Data extract:
Start
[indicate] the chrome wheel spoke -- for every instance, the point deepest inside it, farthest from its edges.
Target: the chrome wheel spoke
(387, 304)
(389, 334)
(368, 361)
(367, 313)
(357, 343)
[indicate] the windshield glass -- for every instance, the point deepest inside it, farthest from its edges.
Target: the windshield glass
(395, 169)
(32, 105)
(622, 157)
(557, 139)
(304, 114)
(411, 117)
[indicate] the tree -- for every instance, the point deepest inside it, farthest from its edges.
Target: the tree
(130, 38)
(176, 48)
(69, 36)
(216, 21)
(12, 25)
End
Start
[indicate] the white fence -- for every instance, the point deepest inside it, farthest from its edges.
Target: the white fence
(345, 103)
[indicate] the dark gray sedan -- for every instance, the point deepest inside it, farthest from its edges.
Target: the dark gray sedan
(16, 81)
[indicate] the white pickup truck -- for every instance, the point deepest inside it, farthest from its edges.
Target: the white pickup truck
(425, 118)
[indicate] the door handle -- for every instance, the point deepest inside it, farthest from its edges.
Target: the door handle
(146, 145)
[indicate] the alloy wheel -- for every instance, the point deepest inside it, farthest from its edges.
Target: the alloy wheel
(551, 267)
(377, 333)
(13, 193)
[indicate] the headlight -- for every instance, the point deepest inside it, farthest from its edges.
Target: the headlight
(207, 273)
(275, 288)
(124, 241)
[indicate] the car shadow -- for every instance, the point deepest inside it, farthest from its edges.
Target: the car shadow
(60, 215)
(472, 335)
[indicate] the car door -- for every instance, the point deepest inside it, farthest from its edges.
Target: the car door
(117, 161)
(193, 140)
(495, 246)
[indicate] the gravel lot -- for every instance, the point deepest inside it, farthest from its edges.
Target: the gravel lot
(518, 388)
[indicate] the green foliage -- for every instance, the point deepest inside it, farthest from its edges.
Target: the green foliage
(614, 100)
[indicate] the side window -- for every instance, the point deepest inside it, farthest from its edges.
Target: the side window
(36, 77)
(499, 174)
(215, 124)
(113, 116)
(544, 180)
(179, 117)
End
Stated goal:
Return every line in the data above that contains the string "pickup".

Expected answer:
[indicate] the white pickup truck -- for every instance, the point deepest inside it, farthest from its edges.
Target: the white pickup truck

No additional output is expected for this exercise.